| Records for the task |
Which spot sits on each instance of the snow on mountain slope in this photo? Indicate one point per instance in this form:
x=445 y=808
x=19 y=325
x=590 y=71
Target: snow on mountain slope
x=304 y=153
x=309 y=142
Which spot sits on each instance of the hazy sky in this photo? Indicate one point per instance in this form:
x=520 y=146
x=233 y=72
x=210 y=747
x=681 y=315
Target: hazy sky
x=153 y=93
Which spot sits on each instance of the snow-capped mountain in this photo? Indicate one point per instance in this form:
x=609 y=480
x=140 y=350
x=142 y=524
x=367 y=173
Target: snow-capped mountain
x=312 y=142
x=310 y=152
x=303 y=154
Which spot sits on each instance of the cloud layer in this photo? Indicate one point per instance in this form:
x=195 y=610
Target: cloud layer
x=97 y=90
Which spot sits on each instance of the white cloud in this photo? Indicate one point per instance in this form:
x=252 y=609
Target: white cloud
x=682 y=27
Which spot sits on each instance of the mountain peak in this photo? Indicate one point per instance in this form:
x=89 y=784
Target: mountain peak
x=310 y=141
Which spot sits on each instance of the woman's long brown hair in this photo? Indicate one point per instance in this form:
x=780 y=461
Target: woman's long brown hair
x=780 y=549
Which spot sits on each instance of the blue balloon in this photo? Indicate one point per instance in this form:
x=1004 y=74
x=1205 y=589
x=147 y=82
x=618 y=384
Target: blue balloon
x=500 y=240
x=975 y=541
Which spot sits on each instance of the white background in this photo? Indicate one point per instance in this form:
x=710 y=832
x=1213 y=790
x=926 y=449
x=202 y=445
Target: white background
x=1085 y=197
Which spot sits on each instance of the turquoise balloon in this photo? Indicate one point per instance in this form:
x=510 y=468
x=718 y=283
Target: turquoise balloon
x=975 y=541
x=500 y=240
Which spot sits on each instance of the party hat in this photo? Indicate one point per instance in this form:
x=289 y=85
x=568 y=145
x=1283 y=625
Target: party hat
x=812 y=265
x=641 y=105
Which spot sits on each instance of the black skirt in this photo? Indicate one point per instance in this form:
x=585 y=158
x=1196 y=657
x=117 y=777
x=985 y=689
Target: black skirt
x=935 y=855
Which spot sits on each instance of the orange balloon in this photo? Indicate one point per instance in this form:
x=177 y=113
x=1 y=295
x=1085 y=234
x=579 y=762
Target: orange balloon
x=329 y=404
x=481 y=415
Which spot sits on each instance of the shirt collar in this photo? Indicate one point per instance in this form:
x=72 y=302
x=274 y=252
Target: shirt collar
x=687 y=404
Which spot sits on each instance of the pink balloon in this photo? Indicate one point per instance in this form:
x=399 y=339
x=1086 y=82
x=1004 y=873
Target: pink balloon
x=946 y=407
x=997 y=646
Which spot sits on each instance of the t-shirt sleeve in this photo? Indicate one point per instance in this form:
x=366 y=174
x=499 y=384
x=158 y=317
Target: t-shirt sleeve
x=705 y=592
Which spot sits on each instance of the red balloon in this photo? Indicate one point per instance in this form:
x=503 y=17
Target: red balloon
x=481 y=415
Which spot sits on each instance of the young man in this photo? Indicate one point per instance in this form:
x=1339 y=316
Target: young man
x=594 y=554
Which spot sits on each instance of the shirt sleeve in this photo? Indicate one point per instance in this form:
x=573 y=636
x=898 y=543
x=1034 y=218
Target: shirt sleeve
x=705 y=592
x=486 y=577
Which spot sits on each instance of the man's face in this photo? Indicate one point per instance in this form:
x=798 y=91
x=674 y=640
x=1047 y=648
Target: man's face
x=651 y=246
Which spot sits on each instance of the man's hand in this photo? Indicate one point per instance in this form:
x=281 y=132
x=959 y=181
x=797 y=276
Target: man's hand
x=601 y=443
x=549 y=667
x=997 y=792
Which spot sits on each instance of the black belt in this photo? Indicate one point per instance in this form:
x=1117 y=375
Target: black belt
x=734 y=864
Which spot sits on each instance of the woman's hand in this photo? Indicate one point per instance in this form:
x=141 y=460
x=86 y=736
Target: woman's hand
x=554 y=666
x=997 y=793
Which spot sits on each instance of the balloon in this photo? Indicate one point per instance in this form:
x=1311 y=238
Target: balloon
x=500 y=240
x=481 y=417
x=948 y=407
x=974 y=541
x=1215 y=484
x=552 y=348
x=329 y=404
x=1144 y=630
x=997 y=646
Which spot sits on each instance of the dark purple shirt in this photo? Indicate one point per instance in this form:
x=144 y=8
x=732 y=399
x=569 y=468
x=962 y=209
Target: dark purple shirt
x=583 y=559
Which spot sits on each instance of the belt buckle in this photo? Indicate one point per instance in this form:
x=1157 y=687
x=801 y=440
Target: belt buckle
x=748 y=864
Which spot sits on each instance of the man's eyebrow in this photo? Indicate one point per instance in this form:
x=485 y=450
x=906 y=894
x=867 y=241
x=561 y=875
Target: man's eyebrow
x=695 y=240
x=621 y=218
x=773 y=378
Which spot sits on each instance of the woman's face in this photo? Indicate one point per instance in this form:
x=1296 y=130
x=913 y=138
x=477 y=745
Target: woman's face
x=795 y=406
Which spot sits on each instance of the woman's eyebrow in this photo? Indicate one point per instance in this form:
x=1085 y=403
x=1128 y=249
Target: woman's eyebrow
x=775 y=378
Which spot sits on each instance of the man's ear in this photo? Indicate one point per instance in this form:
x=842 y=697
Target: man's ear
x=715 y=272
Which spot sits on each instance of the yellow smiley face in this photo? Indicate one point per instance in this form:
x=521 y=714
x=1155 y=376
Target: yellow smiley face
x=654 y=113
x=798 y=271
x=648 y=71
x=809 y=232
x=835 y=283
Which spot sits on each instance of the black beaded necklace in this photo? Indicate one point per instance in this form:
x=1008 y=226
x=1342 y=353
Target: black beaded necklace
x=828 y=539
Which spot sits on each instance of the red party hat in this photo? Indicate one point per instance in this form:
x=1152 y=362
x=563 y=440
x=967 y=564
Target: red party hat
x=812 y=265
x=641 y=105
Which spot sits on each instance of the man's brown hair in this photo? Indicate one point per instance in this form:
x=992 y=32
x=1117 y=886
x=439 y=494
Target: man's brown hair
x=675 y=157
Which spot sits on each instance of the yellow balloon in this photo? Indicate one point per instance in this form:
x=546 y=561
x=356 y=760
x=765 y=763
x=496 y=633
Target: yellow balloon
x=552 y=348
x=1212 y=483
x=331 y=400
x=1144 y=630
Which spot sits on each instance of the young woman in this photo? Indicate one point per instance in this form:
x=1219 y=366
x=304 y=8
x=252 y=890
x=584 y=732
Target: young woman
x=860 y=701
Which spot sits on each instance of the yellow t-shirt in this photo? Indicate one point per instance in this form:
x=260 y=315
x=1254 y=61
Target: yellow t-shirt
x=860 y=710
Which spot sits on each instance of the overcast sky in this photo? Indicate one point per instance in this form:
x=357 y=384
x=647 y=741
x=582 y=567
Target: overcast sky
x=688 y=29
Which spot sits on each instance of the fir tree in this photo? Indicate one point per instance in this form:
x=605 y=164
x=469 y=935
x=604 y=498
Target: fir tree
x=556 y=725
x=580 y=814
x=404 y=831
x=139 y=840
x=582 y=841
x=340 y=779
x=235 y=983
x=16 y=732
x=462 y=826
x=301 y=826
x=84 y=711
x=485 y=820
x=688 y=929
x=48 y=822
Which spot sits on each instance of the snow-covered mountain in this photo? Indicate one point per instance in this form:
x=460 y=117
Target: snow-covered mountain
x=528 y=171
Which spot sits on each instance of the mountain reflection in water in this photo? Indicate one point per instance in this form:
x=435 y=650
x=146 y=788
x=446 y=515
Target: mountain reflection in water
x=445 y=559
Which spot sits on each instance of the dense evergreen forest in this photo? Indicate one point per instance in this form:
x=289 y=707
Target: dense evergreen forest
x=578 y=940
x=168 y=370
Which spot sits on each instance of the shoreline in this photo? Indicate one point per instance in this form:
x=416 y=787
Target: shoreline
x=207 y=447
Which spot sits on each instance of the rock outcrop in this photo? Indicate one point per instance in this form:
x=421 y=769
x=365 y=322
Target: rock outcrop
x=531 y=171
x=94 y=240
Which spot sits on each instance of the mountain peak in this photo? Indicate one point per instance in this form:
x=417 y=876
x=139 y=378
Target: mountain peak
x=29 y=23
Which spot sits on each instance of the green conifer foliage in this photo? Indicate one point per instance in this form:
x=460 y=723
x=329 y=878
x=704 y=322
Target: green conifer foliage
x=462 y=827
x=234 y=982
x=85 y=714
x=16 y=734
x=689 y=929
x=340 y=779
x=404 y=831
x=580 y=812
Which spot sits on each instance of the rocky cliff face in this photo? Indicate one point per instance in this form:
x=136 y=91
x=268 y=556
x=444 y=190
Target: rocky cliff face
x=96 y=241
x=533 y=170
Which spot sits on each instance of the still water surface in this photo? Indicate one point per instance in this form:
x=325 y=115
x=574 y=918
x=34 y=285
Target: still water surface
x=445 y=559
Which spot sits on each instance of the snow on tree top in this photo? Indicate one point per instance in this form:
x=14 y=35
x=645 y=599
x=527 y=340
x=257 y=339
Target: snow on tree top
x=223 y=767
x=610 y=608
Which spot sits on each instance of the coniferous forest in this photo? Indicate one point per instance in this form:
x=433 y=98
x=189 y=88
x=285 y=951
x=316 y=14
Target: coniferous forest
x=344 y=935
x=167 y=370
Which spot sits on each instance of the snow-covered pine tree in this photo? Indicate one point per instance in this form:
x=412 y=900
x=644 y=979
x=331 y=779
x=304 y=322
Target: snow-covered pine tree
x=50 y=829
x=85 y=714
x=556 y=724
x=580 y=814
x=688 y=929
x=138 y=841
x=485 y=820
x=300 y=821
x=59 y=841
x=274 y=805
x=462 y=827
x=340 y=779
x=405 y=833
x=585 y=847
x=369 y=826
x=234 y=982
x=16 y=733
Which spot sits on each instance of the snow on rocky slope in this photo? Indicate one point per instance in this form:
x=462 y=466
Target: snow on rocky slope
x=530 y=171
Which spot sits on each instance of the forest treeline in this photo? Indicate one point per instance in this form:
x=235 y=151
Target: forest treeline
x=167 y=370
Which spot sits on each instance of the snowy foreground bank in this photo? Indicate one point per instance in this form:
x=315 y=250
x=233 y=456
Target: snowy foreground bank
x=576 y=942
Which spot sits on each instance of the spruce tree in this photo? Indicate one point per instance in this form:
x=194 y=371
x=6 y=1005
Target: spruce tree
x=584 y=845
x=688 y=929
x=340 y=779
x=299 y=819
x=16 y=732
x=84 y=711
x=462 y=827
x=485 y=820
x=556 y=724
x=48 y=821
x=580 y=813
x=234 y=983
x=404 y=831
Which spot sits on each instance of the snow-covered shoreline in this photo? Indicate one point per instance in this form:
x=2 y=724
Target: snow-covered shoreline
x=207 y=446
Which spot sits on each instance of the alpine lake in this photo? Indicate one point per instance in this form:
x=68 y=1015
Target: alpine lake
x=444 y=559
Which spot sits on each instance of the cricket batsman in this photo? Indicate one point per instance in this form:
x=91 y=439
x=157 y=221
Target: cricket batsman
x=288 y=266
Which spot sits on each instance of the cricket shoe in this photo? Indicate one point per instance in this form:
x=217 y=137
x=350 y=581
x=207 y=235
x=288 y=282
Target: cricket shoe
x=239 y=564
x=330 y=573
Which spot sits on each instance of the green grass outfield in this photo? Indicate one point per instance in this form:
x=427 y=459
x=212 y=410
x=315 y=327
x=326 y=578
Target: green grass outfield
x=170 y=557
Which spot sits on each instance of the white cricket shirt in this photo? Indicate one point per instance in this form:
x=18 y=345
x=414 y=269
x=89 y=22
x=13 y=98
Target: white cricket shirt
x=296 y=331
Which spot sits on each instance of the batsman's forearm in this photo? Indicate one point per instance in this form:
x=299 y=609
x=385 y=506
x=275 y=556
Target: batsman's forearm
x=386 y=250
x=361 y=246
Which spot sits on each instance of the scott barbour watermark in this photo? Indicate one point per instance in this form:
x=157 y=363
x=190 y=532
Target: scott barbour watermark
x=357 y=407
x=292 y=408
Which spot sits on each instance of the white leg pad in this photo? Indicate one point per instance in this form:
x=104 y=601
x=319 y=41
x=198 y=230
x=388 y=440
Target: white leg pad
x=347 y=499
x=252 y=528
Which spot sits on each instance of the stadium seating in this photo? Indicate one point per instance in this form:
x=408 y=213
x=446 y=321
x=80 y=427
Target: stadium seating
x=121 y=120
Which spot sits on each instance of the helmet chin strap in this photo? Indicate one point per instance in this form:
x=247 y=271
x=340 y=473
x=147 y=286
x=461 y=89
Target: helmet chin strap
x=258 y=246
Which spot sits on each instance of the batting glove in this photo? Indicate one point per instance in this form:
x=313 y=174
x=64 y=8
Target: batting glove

| Direction |
Rewrite the lines of the records as a numbered list, skipping any blank lines. Begin at the line that has "Which spot sits on each instance of the batsman's" and stop after the line that has "x=252 y=528".

| Answer to the exercise |
1. Which spot sits on each instance of the batsman's forearm in this photo? Indicate one point per instance in this form:
2. x=299 y=609
3. x=385 y=506
4. x=275 y=556
5. Target: batsman's forearm
6. x=386 y=250
7. x=361 y=246
8. Which spot sits on each instance of the scott barbour watermark in this photo? Indicate one point per instance in this form:
9. x=157 y=363
10. x=190 y=532
11. Target: scott barbour watermark
12. x=357 y=407
13. x=292 y=408
14. Which spot sits on each instance of the white leg pad in this photo? Indicate one point per instance in this form:
15. x=104 y=601
16. x=319 y=41
17. x=198 y=230
18. x=388 y=440
19. Target: white leg pad
20. x=347 y=499
21. x=252 y=528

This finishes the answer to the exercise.